*ACTION ITEM:* Present the lines below again, exactly as they stand.

=== DATA SUPPLIED ===

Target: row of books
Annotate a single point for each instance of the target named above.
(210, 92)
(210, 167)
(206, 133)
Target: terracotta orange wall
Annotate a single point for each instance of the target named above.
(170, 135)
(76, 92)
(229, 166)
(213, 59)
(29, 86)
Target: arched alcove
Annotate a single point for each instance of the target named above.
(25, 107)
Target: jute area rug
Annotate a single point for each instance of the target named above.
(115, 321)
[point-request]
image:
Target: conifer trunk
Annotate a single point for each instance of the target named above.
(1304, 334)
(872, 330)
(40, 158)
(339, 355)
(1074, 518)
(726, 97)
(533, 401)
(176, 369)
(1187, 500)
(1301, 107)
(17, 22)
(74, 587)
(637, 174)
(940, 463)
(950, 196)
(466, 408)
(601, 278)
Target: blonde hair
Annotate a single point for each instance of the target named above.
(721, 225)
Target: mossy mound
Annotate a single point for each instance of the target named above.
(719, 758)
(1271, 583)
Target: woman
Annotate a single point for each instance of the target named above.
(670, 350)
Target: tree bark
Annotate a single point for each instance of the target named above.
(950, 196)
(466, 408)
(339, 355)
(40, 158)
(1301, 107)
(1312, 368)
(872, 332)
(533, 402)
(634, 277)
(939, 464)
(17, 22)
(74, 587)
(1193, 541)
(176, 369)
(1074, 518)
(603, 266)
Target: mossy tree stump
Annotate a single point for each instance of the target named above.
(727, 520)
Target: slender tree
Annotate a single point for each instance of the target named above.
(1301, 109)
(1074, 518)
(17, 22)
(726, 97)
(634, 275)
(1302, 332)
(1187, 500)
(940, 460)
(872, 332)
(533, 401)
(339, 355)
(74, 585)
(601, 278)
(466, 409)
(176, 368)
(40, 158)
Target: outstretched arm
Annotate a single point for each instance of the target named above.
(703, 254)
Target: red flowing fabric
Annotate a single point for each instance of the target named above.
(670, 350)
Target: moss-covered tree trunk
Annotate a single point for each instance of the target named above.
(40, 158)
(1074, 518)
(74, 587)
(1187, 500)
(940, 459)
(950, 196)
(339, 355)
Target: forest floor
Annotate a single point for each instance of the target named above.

===

*ANSWER FOR THIS EXERCISE:*
Target: row of books
Annotate a single point for each instance of the target named above.
(210, 92)
(210, 167)
(206, 133)
Target: terracotta orange wall
Annotate a single point for each instance of the target named above.
(170, 135)
(76, 92)
(229, 166)
(213, 59)
(29, 86)
Target: arched alcove
Annotate a single point for each instance of the target named above.
(25, 107)
Target: jute area rug
Annotate a single point for each instance of the target named above.
(115, 321)
[point-request]
image:
Target: conifer trunk
Annotate a single point for each instance of the target named above.
(1304, 334)
(872, 330)
(40, 158)
(339, 355)
(1074, 518)
(726, 97)
(533, 401)
(176, 369)
(1187, 500)
(1301, 107)
(17, 22)
(74, 587)
(637, 174)
(940, 463)
(950, 196)
(466, 408)
(601, 278)
Target: blonde hair
Annotate a single point for each instance of the target named above.
(721, 225)
Target: mossy mound
Annotate a single point for each instance of the target named above.
(719, 758)
(1271, 583)
Target: woman
Annotate a single point for each instance of the target named above.
(670, 350)
Target: tree bark
Annotate a single point for each instance of the target named above.
(950, 196)
(466, 408)
(339, 355)
(40, 158)
(1301, 107)
(1312, 368)
(872, 332)
(533, 402)
(634, 277)
(939, 464)
(17, 22)
(74, 587)
(1193, 541)
(176, 369)
(1074, 518)
(603, 266)
Target: mossy tree stump
Annotate a single point for each instance of the target named above.
(727, 520)
Target: slender tree
Annotate a single point for each instance of the target named above.
(1301, 109)
(1074, 518)
(17, 22)
(726, 97)
(634, 275)
(1302, 332)
(1187, 500)
(940, 460)
(872, 332)
(533, 401)
(339, 355)
(74, 585)
(601, 278)
(466, 409)
(176, 368)
(40, 158)
Target: outstretched arm
Annotate a single point for each instance of the target named above.
(703, 254)
Target: red flowing fabric
Annotate a single point for each instance of the target named above.
(670, 350)
Target: moss-covered tree trunk
Annotate a single point for each instance of the target named above.
(40, 158)
(1074, 518)
(74, 587)
(1187, 500)
(940, 459)
(950, 196)
(339, 355)
Target: forest floor
Annotate a single point for each instance of the target named above.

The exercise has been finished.